** Opening SOURCE DOCUMENT block **

A critical challenge for the twenty-first century is to address urgent environmental concerns in ways that can bring about social and institutional change. The Environmental Humanities (EH) Initiative at Colby encompasses a broad range of programs in many fields that attempt to explore the most basic frameworks, narratives, assumptions, and principles humans employ to defend, justify, legitimate, and normalize their relations with nonhuman nature. The EH Initiative includes such programs as the Colby Summer Institute in the Environmental Humanities, a wide variety of EH courses and annual course development grants, an annual Distinguished Fellow, a Faculty Seminar, a Student Advisory Board, and the EH Literary and Art Magazine FAUNA.
With the participation of faculty across the college, the inaugural Public Humanistic Inquiry Lab (PHIL) at Colby critically explores the relationship between medicine and race. While the medical professions have recognized that racial and health inequities are closely linked, the humanities and social sciences point to structural racism’s impact on health outcomes across time and place and offer new ways of thinking about medicine in racialized societies. In 2021-24, the PHIL aims to stimulate campus-wide interest in the medical humanities and critical race studies, create opportunities for Colby faculty to publicly lead in these fields, and support their efforts to promote both scientific advancement and racial justice through their research and teaching. By engaging students in faculty-led research, the PHIL also hopes to prepare the broader Colby community to think critically about race in health experiences and professions. The Principal Investigator of the PHIL is Tanya Sheehan, William R. Kenan Jr. Professor of Art; the Associate Principal Investigator of the PHIL is Jay Sibara, Assistant Professor of Women’s, Gender, and Sexuality Studies.
The New England Humanities Consortium (NEHC) promotes and strengthens intellectual collaboration, interdisciplinary exchange, and innovative educational, intercultural, and curricular programming among New England Humanities centers and institutes, and the faculty, students, and regional, national, and global communities they serve. The NEHC includes: Amherst College, Brown University, Colby College, Dartmouth College, Middlebury College, Northeastern University, Smith College, Tufts University, the University of Connecticut, the University of New Hampshire, the University of Rhode Island, the University of Vermont, Wellesley College, and Wheaton College. The programming and activities of the NEHC are made possible by a grant from the Andrew W. Mellon Foundation and the participating institutions. Colby is the executive and administrative hub of the NEHC as of Fall 2021.
As part of our commitment to developing greater faculty expertise in environmental humanities, particularly in the employment of digital humanities methods and tools, the Center offers summer grants to faculty enabling those interested in the environmental digital humanities to attend conferences and workshops to build their skills.
Race and Identity Matters (RIM) works to build a mutually supportive, intellectually stimulating network between scholars working on race and identity at Colby. Scholars in the Humanities approach their subject from a host of different disciplines, often through different languages, concentrating on very different communities, and engaging with time periods that stretch from antiquity to the present. As a result, such scholars can feel very much alone. This initiative strengthens research and builds a networked community that can act to stimulate, provoke, and encourage new ideas.

** Closing SOURCE DOCUMENT block **

» **WORK INSTRUCTIONS**: List every abbreviation that the text about Colby's humanities programs introduces in parentheses, each with the full name it stands for. The records that follow have no connection to the text about Colby's humanities programs.

** Opening RAW DATA block **

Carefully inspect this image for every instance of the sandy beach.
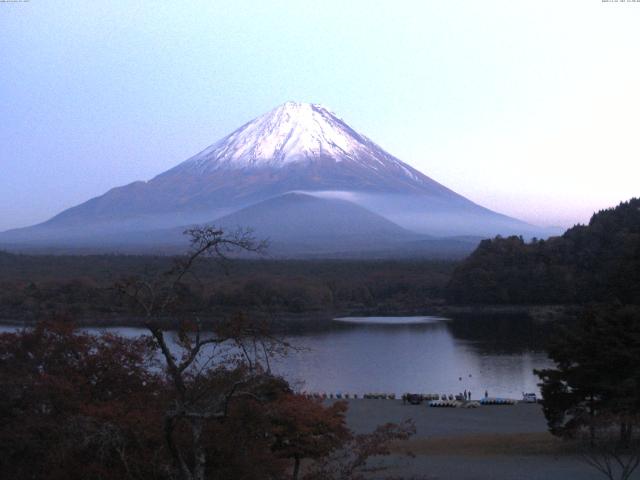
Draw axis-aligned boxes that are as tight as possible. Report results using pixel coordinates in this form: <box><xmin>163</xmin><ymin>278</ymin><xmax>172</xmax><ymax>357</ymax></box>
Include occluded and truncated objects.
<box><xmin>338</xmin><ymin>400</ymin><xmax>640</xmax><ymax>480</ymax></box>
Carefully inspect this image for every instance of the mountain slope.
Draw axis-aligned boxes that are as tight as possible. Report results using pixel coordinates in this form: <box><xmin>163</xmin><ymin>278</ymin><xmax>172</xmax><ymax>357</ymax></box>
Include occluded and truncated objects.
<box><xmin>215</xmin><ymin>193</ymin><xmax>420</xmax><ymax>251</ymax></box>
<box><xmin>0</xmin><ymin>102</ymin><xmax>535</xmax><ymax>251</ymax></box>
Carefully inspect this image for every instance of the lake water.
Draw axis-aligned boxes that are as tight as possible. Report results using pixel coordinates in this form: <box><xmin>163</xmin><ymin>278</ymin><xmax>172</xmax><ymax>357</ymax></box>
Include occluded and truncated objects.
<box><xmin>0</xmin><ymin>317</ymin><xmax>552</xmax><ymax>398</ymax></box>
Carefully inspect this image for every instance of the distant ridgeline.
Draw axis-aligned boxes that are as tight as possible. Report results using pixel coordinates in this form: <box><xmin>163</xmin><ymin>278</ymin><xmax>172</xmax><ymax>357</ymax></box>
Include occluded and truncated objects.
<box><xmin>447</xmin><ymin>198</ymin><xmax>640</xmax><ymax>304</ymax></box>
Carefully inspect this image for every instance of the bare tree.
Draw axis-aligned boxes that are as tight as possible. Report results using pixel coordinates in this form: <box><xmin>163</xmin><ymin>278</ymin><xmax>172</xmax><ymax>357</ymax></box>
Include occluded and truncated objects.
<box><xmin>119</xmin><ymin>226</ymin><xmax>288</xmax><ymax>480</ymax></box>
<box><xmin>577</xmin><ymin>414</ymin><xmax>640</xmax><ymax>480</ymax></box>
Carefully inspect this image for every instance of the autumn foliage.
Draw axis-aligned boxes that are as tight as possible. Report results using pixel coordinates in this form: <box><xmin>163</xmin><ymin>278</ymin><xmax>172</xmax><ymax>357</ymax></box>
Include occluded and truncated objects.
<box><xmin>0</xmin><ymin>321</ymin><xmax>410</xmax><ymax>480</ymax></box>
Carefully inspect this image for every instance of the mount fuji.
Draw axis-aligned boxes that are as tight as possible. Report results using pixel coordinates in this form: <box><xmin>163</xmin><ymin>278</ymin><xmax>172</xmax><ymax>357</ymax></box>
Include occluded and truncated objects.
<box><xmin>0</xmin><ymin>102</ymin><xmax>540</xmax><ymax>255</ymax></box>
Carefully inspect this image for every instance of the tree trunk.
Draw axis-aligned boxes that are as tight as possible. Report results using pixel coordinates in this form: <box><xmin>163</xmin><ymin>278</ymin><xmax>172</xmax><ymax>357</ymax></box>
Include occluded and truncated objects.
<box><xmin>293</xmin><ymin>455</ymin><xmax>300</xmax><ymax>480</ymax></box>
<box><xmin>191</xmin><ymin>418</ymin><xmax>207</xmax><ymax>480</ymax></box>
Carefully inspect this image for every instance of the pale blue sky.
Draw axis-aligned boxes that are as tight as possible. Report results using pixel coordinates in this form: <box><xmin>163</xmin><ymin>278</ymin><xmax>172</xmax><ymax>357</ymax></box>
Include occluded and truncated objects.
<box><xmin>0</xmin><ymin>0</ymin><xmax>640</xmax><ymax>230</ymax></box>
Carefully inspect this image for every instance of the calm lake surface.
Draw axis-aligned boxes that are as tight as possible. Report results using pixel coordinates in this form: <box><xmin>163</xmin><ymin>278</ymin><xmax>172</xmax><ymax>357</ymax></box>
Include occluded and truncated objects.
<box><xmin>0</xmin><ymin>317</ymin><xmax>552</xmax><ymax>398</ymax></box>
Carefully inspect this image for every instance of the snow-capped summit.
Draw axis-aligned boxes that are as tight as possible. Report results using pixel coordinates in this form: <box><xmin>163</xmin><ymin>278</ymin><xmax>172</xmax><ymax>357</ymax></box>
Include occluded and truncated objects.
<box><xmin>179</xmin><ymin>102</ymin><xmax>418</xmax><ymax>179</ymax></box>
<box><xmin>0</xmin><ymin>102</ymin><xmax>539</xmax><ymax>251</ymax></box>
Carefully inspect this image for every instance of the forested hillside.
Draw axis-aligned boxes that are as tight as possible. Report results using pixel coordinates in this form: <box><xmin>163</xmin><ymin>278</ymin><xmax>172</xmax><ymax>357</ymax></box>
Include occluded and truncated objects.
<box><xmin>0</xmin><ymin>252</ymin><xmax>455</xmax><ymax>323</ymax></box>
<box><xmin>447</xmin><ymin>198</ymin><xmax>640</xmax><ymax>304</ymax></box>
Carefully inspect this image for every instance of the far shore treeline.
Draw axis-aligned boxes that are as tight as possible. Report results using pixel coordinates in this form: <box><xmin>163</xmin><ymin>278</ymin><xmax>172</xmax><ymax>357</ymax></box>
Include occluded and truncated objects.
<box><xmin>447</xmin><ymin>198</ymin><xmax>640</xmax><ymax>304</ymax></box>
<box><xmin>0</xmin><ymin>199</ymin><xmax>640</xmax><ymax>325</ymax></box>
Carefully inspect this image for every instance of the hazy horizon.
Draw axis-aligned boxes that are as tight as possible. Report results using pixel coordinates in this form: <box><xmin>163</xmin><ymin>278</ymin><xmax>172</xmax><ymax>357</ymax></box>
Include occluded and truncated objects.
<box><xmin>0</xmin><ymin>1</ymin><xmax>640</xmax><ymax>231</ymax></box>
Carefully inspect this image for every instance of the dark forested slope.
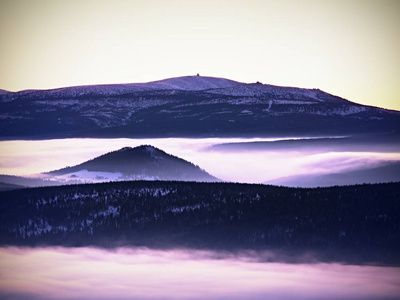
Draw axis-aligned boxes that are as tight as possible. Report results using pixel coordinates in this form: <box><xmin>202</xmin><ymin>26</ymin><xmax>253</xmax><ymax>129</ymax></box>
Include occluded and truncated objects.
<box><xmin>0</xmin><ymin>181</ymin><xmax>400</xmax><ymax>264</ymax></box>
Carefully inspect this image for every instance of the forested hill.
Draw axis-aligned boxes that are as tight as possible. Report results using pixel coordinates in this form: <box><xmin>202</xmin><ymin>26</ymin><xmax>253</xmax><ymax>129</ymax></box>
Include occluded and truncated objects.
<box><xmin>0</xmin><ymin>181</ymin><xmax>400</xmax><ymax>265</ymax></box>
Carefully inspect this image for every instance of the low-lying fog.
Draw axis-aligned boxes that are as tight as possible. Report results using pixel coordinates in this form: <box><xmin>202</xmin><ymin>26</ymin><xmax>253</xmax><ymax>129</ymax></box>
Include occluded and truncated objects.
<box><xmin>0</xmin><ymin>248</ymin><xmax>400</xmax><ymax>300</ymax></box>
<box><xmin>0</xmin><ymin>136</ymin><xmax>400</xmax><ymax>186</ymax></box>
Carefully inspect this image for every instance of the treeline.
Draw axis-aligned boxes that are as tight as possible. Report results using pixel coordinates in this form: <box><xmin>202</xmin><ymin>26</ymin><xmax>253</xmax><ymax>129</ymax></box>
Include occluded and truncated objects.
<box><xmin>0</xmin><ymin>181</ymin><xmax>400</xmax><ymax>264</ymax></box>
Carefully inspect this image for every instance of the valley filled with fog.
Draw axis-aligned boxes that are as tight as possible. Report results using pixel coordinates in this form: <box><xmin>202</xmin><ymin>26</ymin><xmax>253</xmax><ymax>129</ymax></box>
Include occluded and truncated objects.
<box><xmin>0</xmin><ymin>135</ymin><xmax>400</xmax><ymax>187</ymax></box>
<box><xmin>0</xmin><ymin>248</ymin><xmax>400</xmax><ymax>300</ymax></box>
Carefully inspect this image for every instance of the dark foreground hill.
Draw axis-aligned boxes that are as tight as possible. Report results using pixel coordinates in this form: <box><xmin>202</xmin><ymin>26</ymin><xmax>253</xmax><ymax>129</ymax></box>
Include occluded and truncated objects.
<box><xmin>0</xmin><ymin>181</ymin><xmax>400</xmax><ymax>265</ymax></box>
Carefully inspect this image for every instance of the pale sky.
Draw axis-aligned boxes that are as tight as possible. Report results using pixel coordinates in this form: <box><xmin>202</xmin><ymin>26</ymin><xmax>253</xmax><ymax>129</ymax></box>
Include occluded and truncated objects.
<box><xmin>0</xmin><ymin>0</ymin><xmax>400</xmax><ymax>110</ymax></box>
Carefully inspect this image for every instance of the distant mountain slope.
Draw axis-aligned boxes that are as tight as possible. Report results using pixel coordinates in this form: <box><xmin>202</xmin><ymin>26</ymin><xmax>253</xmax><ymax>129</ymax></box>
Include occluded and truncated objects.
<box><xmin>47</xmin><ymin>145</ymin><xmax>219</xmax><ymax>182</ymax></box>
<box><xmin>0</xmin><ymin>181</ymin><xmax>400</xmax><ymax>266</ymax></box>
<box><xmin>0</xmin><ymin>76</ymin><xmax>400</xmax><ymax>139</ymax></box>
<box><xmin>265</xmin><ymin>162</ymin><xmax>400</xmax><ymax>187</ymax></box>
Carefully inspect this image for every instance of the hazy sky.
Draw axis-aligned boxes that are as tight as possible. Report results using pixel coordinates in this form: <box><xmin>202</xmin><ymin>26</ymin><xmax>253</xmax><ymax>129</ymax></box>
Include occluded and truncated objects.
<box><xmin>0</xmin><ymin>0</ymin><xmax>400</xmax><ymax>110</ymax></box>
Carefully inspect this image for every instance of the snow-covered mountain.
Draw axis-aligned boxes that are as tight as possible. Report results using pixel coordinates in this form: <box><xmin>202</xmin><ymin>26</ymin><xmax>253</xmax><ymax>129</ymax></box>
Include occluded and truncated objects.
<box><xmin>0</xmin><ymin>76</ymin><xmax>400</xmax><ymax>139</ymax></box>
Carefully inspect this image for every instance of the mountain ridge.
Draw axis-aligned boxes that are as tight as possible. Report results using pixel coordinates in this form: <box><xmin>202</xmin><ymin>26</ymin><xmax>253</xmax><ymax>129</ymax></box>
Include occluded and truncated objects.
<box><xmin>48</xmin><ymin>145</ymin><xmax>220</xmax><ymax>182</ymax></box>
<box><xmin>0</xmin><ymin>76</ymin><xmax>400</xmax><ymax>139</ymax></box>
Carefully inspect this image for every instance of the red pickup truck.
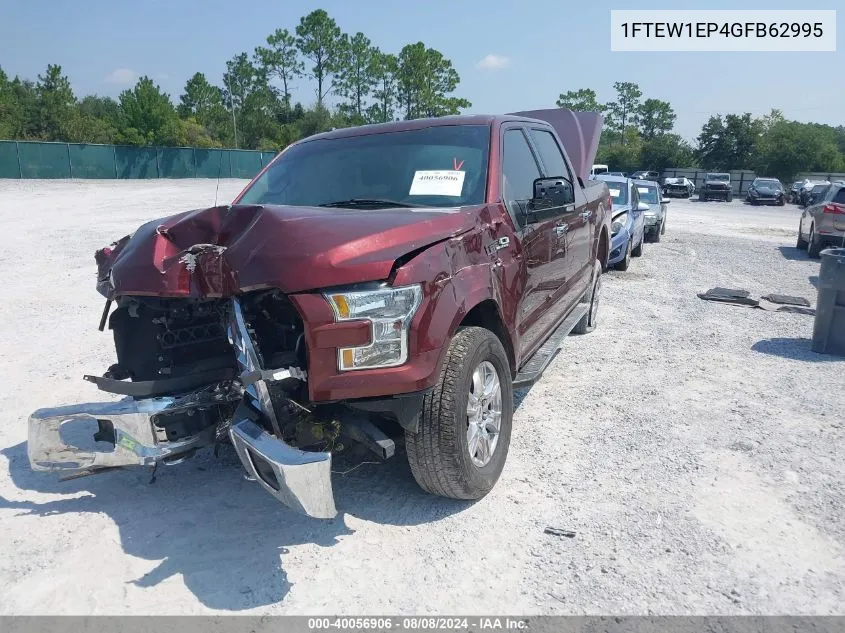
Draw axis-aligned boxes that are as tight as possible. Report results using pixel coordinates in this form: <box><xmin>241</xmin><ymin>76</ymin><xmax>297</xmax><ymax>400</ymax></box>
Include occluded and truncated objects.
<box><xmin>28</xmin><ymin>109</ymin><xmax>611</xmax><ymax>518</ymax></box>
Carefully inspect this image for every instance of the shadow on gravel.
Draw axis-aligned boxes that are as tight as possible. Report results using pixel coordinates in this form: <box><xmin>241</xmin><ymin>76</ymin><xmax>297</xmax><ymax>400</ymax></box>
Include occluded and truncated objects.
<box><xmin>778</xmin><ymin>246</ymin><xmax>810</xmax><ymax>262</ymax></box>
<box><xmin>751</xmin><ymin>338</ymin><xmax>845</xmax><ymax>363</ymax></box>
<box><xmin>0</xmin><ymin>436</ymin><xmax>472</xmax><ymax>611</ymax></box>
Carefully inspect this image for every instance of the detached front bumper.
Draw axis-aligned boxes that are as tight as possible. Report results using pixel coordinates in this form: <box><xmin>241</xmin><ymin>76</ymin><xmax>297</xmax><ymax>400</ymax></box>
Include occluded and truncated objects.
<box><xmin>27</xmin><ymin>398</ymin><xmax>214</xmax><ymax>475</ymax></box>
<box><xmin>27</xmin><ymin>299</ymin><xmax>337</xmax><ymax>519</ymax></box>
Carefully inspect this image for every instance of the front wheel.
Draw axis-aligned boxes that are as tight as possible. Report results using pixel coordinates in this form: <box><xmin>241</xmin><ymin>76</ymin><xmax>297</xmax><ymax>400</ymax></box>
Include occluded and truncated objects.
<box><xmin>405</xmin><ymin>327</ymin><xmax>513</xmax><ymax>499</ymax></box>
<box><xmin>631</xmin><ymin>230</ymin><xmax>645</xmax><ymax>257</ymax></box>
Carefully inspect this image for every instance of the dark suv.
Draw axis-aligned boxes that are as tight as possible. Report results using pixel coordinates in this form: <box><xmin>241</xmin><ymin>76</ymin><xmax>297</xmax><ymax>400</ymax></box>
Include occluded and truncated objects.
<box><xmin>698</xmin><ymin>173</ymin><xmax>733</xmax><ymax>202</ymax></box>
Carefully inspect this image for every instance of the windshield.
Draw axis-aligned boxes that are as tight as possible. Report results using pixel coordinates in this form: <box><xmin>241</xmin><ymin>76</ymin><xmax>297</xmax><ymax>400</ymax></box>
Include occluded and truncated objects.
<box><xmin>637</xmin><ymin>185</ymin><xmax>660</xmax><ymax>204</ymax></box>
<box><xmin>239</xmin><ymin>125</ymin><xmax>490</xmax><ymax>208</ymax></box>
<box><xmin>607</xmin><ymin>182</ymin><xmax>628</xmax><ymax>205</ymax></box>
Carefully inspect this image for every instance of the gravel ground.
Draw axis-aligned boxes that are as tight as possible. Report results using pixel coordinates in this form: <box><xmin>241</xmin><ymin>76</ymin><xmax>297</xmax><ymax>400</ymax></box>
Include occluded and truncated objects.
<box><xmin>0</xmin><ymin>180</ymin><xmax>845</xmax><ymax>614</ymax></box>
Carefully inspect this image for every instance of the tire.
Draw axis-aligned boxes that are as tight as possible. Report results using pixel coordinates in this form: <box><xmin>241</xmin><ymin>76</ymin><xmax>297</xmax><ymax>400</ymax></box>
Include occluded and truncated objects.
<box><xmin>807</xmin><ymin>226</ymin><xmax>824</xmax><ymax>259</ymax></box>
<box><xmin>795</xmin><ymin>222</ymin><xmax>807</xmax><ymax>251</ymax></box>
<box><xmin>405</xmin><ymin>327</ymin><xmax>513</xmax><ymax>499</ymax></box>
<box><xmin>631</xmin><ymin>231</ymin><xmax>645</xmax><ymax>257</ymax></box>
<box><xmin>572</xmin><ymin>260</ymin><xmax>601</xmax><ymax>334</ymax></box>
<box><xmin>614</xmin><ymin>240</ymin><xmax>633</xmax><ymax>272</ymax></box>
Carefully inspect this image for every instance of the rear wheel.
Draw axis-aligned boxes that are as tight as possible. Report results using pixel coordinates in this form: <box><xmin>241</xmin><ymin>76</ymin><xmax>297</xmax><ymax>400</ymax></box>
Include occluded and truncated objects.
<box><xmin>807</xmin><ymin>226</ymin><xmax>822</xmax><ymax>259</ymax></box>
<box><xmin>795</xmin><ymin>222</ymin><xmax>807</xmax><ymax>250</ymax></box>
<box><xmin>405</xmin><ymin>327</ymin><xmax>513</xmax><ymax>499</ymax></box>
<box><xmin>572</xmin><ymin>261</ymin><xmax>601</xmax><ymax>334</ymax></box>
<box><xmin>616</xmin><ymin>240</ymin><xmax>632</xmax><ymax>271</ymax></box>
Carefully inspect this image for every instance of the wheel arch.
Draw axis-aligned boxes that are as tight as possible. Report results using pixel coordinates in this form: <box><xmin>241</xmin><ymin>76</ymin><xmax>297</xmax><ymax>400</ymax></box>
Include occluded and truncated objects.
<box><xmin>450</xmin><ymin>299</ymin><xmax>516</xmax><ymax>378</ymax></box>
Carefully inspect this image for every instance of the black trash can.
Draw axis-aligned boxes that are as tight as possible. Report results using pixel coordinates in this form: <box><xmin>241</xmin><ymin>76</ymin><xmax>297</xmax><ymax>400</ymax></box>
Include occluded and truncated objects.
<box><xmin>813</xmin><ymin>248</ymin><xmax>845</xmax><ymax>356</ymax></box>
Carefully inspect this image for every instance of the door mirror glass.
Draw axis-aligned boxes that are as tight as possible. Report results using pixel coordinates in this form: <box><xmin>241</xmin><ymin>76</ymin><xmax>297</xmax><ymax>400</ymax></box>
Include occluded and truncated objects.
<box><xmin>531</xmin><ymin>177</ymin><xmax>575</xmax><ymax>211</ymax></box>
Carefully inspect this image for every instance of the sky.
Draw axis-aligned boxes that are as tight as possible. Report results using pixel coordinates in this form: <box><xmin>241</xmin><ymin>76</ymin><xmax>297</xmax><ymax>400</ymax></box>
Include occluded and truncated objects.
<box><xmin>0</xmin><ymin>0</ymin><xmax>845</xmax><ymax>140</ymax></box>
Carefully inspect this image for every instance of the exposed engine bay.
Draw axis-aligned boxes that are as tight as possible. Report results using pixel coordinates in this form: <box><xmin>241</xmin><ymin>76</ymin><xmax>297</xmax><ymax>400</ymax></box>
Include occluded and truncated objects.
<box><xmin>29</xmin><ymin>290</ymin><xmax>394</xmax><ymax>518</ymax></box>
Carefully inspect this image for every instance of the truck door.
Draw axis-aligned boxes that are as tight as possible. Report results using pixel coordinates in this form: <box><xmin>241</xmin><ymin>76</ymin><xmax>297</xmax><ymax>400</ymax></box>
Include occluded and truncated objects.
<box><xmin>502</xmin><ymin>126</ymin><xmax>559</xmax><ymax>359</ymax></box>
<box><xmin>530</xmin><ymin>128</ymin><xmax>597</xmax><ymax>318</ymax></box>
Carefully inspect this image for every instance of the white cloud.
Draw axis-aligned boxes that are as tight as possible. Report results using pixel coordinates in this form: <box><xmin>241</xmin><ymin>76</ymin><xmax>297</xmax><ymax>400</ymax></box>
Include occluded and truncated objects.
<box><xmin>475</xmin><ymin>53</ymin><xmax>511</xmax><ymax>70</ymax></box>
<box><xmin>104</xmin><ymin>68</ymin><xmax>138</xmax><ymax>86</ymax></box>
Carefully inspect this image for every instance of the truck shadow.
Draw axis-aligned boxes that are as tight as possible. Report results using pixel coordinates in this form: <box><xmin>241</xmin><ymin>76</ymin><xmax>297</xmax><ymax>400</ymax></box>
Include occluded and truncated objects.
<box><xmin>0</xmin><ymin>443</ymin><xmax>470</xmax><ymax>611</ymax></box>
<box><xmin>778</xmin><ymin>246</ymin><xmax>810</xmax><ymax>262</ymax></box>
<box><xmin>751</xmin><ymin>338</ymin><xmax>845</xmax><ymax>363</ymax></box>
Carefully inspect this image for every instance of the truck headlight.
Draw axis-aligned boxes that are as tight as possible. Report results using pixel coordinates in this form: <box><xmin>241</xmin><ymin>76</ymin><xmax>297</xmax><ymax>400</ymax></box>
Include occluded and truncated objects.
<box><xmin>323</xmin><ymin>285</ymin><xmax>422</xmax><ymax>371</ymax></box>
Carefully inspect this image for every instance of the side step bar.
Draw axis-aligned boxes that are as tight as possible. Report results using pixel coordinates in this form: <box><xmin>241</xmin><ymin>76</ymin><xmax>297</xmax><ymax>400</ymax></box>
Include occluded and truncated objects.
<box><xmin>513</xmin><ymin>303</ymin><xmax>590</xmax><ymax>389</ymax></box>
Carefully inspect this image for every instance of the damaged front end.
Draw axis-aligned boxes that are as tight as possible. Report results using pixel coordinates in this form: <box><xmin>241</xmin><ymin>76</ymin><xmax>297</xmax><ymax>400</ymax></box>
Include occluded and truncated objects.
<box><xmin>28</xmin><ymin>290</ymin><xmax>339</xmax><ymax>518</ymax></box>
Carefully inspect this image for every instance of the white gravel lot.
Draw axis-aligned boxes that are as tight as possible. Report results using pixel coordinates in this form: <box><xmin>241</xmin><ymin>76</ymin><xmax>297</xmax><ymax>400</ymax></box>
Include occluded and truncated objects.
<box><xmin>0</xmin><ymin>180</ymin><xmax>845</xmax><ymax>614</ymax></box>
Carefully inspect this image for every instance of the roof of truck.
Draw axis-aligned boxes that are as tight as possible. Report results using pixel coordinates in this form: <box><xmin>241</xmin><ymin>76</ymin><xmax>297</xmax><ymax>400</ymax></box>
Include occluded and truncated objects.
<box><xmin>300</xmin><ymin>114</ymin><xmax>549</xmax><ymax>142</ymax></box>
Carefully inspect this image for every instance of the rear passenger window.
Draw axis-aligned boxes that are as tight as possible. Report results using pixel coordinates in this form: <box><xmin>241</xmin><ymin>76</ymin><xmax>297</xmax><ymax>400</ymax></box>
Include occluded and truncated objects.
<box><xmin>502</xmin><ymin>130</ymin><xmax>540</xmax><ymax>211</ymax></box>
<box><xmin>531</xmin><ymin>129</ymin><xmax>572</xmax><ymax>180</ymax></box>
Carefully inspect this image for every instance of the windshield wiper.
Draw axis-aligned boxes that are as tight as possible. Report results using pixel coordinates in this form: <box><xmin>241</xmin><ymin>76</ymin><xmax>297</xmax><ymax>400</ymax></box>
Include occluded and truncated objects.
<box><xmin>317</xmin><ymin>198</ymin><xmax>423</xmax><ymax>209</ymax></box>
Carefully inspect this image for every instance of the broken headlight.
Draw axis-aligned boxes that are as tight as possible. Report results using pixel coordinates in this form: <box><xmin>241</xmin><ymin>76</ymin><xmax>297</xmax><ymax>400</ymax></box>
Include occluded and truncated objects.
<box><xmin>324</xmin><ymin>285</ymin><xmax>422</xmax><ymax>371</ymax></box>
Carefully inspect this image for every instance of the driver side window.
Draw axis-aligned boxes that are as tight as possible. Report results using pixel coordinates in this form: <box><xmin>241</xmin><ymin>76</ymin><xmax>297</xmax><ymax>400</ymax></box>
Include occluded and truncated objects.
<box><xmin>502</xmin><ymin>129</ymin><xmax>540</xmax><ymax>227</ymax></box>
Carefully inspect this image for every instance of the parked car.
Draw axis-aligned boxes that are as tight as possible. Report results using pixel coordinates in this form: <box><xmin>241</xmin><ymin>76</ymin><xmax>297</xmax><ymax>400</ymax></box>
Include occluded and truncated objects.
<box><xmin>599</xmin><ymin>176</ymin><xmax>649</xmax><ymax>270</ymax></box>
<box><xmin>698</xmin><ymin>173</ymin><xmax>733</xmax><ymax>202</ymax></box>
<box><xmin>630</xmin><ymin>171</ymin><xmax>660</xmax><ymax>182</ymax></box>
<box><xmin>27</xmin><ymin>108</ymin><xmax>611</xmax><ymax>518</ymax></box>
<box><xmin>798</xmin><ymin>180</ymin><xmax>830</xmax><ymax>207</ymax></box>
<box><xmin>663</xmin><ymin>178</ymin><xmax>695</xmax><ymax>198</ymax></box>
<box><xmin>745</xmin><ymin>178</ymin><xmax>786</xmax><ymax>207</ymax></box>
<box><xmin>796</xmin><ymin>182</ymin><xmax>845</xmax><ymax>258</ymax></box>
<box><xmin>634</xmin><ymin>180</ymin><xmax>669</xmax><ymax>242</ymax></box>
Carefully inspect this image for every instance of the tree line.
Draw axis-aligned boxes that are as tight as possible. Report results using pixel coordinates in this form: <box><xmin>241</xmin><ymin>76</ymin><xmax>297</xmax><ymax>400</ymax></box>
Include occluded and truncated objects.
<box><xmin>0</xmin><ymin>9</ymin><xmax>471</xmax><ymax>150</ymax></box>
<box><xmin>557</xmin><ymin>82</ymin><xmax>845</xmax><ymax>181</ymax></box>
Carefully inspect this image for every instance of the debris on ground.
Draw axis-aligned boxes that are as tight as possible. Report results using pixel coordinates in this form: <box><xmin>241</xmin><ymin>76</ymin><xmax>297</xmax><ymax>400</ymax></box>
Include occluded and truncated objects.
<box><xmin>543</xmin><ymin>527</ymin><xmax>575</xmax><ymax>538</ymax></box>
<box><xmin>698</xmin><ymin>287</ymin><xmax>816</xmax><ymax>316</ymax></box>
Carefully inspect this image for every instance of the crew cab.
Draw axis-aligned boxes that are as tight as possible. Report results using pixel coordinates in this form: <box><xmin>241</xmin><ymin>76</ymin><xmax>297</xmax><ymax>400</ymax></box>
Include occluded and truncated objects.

** Closing RAW DATA block **

» **RESPONSE BELOW**:
EH: Environmental Humanities
PHIL: Public Humanistic Inquiry Lab
NEHC: New England Humanities Consortium
RIM: Race and Identity Matters